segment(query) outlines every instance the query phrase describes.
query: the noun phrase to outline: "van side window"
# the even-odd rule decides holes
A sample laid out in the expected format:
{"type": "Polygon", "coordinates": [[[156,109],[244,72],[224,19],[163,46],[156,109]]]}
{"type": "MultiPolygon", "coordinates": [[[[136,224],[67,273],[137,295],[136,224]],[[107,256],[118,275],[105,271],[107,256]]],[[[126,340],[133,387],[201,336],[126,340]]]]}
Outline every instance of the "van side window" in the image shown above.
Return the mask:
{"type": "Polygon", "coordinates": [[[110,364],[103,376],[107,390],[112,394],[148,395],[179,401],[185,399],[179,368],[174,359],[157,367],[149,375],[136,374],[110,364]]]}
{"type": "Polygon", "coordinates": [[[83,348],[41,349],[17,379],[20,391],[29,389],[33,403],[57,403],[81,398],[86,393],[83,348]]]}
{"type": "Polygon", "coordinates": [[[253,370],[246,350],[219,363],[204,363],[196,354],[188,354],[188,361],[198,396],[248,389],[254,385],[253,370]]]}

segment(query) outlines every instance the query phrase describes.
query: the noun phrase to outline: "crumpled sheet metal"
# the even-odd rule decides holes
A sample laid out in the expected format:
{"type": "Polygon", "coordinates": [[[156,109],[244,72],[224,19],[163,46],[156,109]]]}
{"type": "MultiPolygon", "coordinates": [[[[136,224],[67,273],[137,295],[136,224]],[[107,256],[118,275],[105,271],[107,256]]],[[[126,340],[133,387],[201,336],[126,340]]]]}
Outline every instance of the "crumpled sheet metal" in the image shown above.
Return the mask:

--

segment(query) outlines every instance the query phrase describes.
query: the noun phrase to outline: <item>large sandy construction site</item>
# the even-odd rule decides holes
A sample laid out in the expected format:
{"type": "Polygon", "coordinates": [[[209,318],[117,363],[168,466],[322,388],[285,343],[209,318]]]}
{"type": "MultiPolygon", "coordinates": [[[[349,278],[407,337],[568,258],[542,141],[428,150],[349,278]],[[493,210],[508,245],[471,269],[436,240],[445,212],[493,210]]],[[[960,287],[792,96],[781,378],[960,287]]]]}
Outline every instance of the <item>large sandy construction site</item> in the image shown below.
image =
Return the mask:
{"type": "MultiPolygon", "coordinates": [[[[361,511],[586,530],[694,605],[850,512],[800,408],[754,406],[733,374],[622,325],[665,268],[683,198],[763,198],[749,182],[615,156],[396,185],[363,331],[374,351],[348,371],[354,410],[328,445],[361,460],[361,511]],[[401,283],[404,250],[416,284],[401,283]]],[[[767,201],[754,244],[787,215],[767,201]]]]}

==

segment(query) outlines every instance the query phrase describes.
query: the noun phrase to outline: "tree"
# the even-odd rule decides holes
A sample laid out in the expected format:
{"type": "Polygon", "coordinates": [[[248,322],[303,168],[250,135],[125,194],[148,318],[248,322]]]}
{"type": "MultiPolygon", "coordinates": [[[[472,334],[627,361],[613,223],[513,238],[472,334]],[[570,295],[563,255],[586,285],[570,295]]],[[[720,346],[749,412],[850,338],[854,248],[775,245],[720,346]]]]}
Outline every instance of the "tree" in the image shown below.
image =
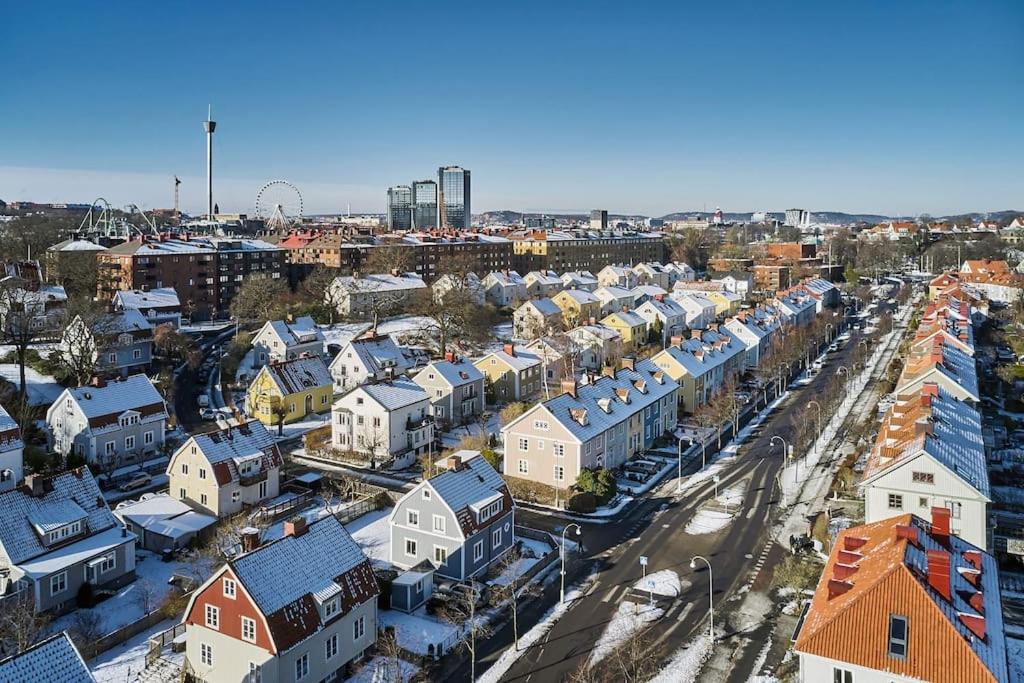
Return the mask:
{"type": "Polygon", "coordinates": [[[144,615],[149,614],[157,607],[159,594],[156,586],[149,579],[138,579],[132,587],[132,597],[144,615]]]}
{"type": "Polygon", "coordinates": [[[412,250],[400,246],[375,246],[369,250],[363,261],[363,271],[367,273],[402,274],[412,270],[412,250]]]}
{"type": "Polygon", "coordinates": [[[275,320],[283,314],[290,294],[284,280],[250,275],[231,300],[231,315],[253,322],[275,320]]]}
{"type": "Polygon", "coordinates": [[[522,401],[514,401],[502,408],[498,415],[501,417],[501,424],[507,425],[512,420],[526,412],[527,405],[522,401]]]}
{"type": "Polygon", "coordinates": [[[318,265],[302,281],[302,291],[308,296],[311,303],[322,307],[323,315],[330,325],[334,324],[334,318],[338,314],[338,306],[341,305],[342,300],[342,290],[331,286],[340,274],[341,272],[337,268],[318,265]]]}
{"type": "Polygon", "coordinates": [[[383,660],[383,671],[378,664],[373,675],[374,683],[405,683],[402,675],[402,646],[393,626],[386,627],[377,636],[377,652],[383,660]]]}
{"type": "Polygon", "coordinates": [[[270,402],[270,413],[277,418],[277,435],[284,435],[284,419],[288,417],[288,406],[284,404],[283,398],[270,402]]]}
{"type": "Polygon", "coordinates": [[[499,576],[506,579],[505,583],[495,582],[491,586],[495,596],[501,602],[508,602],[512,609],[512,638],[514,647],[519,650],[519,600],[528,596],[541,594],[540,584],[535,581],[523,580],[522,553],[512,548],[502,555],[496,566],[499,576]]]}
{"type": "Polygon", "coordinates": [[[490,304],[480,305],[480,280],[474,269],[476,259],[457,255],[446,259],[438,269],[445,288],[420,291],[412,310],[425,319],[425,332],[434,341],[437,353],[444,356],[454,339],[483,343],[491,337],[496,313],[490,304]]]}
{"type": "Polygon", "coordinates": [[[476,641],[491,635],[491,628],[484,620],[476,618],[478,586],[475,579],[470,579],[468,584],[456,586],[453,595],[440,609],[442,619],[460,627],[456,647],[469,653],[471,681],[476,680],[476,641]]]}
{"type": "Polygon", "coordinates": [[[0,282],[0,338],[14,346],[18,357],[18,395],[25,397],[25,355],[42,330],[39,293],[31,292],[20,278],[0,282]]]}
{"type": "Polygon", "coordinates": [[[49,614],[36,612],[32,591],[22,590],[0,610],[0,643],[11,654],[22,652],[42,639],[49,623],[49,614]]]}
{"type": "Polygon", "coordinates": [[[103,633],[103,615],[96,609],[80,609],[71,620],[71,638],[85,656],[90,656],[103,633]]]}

THE PROBLEM: Collect the lines of the data that carry the word "site".

SOLUTION FOR THIS PROBLEM:
query: the noun phrase to outline: <item>large sandy construction site</item>
Outline every instance of the <item>large sandy construction site</item> in the image shown below.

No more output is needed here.